What this exercise asks:
[a] Edit the comment thread on medians by rewriting the part from "I don’t, either." to "seems pretty good." with "context" changed to "setting".
[b] In the comment thread on medians, which theorem does D. J. Hawkins call useful for picking a sample interval?
[c] Carry on the comment thread about median temperatures from its last sentence.

Excerpted text:
--- start ---

Reply to  Alan Tomalty
October 2, 2018 2:24 pm

I don’t, either. I was just making an obviously too-obscure comment about how odd it was to introduce a discussion of median into this context.

However, if you did want to extend the concept to continuous quantities–and I can’t immediately supply a reason for wanting to–I do think the way I defined it seems pretty good.

D. J. Hawkins
Reply to  Joe Born
October 2, 2018 5:16 pm

The only issue I would raise is that even when speaking of “continuous quantities” you quickly discover you really aren’t. The best you can do is to pick a sample interval that is smaller than the rate at which the sampled quantity is changing. The Nyquist Sampling Theorem is useful here. However, I think that you are considering only the condition where the temperature is changing in a regular fashion over the diurnal period, where the lowest temperature is near midnight or sometime after. and the highest is in the early- to mid-afternoon. With a fast-moving weather front, it could be possible to have a double maximum or minimum for the day, like a two-humped camel. How do you derive the median in that case, since the rank ordering of values is definitely not in sync with their time order?

October 2, 2018 11:43 am

One has to look at the shape of the curve. One of the curve has a large portion of the entropy [ the energy of warmth under the curve] at a low temperature and the other has a large portion of the entropy at a point closer to the Median but still is not a good measurement of the entropy.
Experiment: take a large, very large set of random numbers, these numbers would be set of ten numbers with five numbers less than zero. and the other five numbers greater than zero. Now using the median of the Hi/Lo large set of numbers make a graph of the Median and the Mean using all numbers. Guaranteed that the Absolute Average of all numbers will be very,very, close to ZERO. However, the Graph of the Medians will look like the sawtooth graph above, and the graph of the means will look like a smoothed version of the median graph.

--- end ---

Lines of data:
--- start ---

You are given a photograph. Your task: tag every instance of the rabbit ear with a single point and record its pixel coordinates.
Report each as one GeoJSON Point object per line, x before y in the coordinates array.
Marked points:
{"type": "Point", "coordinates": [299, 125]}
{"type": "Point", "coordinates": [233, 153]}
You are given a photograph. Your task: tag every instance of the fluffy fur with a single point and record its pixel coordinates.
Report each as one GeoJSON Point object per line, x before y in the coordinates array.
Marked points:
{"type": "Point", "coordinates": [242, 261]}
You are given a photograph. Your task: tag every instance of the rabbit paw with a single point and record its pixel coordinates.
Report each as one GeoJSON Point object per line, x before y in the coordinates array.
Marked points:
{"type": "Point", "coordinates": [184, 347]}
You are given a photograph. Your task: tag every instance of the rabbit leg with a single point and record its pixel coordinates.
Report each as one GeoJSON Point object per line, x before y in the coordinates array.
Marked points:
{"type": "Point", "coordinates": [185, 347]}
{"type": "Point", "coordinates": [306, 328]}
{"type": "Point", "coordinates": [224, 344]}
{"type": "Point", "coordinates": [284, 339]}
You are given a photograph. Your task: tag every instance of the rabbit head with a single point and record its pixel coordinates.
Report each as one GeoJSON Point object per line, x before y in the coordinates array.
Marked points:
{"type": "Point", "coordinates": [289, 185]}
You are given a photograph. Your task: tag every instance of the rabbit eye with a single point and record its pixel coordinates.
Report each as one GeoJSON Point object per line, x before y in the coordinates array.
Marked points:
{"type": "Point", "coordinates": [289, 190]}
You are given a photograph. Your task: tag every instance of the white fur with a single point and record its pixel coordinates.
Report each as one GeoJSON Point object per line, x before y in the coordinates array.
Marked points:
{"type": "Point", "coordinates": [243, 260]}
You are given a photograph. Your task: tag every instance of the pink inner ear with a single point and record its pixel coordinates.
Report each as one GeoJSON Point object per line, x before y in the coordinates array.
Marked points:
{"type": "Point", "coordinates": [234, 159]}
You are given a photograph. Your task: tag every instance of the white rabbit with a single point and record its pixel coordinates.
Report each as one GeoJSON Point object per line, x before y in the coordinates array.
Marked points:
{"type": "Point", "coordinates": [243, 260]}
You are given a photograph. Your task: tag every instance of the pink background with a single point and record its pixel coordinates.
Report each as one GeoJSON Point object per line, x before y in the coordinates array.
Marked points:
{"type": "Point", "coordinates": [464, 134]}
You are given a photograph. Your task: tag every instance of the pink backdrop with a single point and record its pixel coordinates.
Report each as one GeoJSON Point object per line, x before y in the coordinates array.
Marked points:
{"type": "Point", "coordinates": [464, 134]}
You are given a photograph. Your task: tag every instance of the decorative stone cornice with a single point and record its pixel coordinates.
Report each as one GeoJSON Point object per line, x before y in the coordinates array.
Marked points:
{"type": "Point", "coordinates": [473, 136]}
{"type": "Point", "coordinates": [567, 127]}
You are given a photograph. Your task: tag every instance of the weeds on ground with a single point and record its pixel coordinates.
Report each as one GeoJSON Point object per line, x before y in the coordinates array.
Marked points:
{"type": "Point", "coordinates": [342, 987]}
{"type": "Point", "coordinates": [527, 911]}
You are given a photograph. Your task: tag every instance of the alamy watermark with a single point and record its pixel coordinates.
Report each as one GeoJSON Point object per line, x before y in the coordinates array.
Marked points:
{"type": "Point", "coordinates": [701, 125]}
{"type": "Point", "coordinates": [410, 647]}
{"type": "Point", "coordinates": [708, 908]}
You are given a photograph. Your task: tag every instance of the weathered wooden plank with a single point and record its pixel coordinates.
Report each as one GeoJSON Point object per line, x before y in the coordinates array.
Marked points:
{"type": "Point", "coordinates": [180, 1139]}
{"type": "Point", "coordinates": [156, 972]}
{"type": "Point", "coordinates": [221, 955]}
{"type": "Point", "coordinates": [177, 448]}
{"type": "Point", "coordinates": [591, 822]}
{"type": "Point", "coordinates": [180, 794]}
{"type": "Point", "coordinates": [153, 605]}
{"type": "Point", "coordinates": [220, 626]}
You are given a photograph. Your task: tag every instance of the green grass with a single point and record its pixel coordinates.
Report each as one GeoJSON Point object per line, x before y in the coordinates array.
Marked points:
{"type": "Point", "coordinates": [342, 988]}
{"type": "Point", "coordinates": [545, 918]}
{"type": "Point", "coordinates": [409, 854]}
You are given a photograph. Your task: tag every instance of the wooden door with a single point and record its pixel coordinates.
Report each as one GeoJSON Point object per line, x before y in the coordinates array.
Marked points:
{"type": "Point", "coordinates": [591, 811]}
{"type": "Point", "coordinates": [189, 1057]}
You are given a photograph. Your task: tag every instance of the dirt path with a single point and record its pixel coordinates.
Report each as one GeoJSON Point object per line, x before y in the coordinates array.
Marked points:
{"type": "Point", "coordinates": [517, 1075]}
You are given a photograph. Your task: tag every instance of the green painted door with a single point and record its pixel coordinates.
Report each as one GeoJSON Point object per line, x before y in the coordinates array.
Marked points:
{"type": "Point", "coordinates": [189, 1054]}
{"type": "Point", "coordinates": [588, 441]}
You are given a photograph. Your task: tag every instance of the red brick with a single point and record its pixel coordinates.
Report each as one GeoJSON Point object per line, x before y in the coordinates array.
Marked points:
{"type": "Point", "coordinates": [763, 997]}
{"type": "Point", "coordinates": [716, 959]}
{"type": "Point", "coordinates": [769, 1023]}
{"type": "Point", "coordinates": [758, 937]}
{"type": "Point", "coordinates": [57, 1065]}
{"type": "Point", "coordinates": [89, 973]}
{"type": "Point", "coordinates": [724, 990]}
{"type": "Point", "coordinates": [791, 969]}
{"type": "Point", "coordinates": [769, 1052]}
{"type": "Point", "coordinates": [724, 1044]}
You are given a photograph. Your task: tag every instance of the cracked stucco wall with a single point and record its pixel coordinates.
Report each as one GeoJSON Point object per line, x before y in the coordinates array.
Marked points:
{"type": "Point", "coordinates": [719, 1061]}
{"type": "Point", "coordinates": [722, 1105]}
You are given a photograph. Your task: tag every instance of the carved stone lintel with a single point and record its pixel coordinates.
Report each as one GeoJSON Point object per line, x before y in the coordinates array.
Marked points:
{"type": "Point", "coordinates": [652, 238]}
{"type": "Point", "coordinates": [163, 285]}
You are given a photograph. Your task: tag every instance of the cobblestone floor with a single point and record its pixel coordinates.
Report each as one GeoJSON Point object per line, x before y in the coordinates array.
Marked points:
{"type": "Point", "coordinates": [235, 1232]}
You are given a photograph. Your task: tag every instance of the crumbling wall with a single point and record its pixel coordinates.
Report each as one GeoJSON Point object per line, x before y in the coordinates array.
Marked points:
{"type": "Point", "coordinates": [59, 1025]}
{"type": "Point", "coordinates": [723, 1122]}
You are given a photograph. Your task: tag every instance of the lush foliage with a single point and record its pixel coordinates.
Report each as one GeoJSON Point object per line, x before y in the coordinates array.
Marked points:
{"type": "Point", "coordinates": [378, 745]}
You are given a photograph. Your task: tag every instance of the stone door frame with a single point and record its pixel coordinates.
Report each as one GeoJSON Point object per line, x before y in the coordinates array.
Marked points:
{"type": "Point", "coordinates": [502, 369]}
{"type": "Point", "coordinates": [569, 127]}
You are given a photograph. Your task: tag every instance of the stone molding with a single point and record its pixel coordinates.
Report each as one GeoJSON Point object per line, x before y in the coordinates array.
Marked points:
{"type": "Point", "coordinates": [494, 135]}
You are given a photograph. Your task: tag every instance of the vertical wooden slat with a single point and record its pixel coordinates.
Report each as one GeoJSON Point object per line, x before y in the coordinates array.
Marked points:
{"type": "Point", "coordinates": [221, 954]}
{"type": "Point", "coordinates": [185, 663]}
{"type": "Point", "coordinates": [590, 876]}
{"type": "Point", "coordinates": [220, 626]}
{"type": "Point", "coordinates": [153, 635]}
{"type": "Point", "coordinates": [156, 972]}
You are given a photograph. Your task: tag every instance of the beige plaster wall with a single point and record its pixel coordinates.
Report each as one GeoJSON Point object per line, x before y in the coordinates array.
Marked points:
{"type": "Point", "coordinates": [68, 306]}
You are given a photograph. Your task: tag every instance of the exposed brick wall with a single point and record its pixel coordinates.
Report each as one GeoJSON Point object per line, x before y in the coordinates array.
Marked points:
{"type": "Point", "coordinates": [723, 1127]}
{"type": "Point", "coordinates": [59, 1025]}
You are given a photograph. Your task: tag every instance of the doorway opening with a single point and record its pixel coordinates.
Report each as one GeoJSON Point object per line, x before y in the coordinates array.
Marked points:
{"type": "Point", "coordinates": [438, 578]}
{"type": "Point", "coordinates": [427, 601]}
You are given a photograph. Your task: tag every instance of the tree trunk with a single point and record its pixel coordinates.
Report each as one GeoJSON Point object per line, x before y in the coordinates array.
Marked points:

--- end ---

Answers for the tasks:
[a]
I don’t, either. I was just making an obviously too-obscure comment about how odd it was to introduce a discussion of median into this setting.

However, if you did want to extend the concept to continuous quantities–and I can’t immediately supply a reason for wanting to–I do think the way I defined it seems pretty good.

[b] The Nyquist Sampling Theorem.

[c]
Years ago knew how to do that, back in the days of Lotus 123, but have not played with that kind of stuff for decades. Graph will amaze you about the farce of AGW and how it is all Chaos. Chaos on several levels.

October 2, 2018 11:51 am

Also found a lot of confusion on the issue of the true avg. When analysing data I stick with looking at maxims and minims. Too much variation in Tavg.
Click on my name to read my final report.

Clyde Spencer
Reply to  HenryP
October 2, 2018 12:07 pm

HenryP,
Personally, I think that it is more instructive to see what Tmax and Tmin are doing over time than to collapse the information into a single number, Tavg, and only use that. It may double the processing to work with both Tmax and Tmin, but that is what computers are for!

D. J. Hawkins
Reply to  Clyde Spencer
October 2, 2018 5:21 pm

I agree (for what that’s worth). I do not know where I ran across it, but when someone pointed out that the GAST increase, such as it was, was mostly about warming nights and winters, suddenly I understood how the warmunists were trying to pull a fast one. But you could only see that by analyzing the separate trends of Tmax and Tmin.

steven mosher
Reply to  Clyde Spencer
October 3, 2018 5:04 pm

thats why we look at both and discuss both tmin and tmax in ipcc reports

hey where is uah record of tmin?

Clyde Spencer
Reply to  steven mosher
October 3, 2018 5:08 pm

Mosher,
You asked, “hey where is uah record of tmin?” You should ask that of my distant relative.

October 2, 2018 12:04 pm

The information lost when tmin and tmax are combined

https://tambonthongchai.com/2018/04/05/agw-trends-in-daily-station-data/

Editor
Reply to  Chaamjamal
October 2, 2018 1:02 pm

Chaamjamal ==> Thanks for the link.

C. Paul Pierett
October 2, 2018 12:21 pm

Kip breaking out “AGW scientists” as a separate and distinct cohort is wrong. They belong to the class of people you label “climatologists” Furthermore ascribing a per-determined result of their studies makes your categorization of them incorrect.

Editor
Reply to  C. Paul Pierett
October 2, 2018 1:04 pm

C. Paul Pierett ==> That’s one of the things that people may have differing opinions about.

jim hogg
Reply to  C. Paul Pierett
October 2, 2018 1:15 pm

Yeah: confirmation bias is the unfairly implied crime in that category. Confirmation bias is a temptation for all scientists – which they should resist of course. Many climate scientists genuinely believe that the recent recorded increase in temperature is driven by extra CO2 added to the atmosphere by us. And they’re as entitled to their theories/opinions/hypotheses as any other scientists, where the explanation isn’t known for certain. Implying confirmation bias is a pointless ad hominem that simply distracts from the job of identifying and evaluating the data effectively.

The essay raises a worthwhile question about whether or not the raw data is being used in the most accurate way. But as Mr Spencer pointed out at the top it’s difficult to see a better way that doesn’t invalidate earlier records.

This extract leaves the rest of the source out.